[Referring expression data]

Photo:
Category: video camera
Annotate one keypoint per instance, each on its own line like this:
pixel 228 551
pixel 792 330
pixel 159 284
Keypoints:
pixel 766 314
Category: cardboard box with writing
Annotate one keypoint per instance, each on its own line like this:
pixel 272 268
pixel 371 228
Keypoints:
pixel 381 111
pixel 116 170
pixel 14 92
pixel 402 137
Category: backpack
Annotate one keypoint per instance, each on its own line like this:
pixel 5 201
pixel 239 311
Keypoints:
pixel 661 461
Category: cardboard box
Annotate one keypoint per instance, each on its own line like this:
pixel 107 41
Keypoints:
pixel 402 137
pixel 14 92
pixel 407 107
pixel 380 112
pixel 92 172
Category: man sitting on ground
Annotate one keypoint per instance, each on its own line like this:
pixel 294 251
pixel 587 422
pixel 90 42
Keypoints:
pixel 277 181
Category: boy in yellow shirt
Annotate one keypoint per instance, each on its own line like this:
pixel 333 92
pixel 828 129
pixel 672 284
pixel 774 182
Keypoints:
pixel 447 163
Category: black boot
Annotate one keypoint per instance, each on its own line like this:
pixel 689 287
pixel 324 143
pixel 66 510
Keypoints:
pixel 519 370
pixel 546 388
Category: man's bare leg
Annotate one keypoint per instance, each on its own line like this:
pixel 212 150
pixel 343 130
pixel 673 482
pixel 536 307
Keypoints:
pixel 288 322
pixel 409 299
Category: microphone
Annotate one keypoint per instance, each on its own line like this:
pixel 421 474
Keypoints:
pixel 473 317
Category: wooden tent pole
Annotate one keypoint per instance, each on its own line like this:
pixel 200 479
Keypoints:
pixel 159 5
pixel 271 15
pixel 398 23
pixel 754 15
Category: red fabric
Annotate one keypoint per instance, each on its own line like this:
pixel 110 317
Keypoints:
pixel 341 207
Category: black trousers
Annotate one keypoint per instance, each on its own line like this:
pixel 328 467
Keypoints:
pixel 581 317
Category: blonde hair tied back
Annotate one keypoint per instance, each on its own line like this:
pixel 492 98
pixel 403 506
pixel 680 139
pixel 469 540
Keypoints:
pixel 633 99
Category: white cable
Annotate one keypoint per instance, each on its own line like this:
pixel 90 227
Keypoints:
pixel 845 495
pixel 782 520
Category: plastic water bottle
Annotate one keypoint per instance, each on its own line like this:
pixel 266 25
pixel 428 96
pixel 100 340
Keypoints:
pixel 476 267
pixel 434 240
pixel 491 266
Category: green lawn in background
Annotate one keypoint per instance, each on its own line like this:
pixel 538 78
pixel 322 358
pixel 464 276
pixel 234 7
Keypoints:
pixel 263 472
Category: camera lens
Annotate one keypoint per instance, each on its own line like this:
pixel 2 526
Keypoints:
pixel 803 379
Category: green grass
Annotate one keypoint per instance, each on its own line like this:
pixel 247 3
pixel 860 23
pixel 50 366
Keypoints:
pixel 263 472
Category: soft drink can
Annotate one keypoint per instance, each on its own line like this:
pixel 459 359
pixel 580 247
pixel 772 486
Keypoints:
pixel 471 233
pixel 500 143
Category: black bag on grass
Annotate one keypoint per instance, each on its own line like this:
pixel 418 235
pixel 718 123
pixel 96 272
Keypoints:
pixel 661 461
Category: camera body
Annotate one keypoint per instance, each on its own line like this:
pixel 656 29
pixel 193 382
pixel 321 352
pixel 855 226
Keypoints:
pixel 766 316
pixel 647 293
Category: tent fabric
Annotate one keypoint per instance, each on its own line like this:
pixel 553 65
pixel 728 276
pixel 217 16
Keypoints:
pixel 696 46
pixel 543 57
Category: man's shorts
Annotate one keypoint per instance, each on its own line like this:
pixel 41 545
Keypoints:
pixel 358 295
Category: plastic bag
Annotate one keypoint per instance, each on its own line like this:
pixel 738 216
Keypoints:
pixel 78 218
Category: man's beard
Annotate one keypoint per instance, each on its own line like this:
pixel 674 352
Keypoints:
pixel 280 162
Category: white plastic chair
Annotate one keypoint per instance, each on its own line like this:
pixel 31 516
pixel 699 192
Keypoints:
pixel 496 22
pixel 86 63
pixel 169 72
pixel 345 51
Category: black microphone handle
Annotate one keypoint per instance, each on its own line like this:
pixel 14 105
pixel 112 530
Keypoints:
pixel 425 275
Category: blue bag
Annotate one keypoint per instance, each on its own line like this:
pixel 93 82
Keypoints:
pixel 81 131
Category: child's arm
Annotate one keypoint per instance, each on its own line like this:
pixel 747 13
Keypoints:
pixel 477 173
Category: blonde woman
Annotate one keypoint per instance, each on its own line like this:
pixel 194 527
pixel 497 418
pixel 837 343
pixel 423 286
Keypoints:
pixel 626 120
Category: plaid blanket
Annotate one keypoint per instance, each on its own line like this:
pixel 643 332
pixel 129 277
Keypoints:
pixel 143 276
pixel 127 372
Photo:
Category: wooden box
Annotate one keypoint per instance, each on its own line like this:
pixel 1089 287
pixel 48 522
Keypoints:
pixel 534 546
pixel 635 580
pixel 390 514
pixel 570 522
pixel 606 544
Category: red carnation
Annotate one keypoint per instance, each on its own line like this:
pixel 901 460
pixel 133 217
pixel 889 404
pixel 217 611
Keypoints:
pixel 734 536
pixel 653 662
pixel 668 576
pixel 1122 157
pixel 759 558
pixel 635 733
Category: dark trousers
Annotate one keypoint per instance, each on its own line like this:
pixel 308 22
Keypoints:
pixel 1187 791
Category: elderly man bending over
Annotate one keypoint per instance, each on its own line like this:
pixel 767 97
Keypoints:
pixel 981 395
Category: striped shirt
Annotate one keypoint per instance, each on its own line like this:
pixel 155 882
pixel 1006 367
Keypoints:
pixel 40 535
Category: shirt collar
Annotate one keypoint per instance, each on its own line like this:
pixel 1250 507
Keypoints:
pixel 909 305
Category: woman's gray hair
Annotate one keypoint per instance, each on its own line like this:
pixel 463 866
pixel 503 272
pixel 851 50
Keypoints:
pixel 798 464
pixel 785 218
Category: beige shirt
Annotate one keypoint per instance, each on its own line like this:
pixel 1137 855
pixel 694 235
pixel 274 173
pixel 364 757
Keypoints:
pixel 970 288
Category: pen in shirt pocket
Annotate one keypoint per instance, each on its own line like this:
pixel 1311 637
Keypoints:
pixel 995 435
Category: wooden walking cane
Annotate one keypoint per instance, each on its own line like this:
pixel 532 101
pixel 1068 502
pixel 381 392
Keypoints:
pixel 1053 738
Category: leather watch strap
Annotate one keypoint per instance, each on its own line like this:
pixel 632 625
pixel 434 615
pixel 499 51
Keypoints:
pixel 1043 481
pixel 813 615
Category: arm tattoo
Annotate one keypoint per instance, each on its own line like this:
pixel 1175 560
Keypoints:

### What to work on:
Print, from the entries above, the line with "pixel 497 418", the line with "pixel 1006 367" and all lines between them, exactly and with nothing else.

### Exercise solution:
pixel 497 418
pixel 837 343
pixel 423 286
Keypoints:
pixel 626 120
Category: plaid blanket
Annotate one keypoint per instance, each on its own line like this:
pixel 643 332
pixel 129 277
Keypoints:
pixel 143 276
pixel 127 372
Photo:
Category: wooden box
Annotate one keypoint per instance, each on its own line like this:
pixel 1089 287
pixel 48 522
Keypoints:
pixel 534 546
pixel 635 580
pixel 390 514
pixel 570 522
pixel 606 544
Category: red carnation
Annotate one keypoint per instance, each on its own line like this:
pixel 901 460
pixel 133 217
pixel 889 404
pixel 217 611
Keypoints:
pixel 734 536
pixel 653 662
pixel 668 576
pixel 1122 157
pixel 759 558
pixel 635 733
Category: dark trousers
Annotate one keypoint per instance, each on its own line like this:
pixel 308 22
Keypoints:
pixel 1187 791
Category: elderly man bending over
Annotate one keypoint per instance, each on its own line like this:
pixel 767 97
Keypoints:
pixel 981 395
Category: striped shirt
Annotate one keypoint per instance, each on its own line like this:
pixel 155 882
pixel 1006 367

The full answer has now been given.